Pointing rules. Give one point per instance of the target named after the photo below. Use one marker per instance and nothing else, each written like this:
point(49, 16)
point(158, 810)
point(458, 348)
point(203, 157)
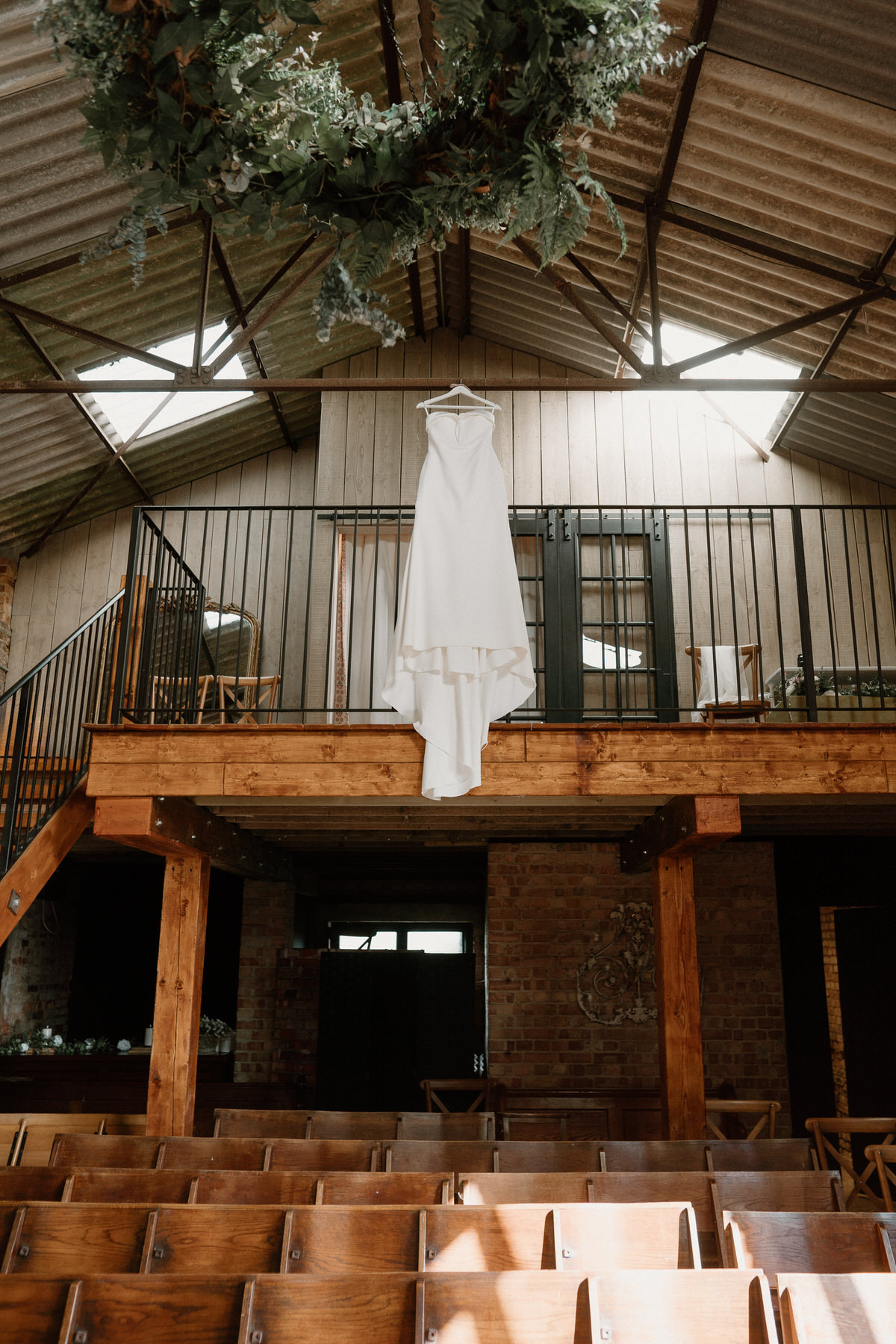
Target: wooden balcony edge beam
point(829, 386)
point(178, 828)
point(682, 828)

*TASK DIRECTIONS*. Shift every coordinate in the answers by adding 12 to each number, and write out all lines of the items again, including the requests, with the answer coordinates changed and all other text left as it stands. Omit the pictures from your response.

*RESPONSE TO THIS EXERCISE*.
Pointing rules. Give one point per instance of the target named after the photo below. Use one marker per instance and nothing else, each written like this:
point(49, 16)
point(158, 810)
point(458, 348)
point(203, 157)
Target: wooden balcony edge beam
point(841, 398)
point(190, 840)
point(694, 840)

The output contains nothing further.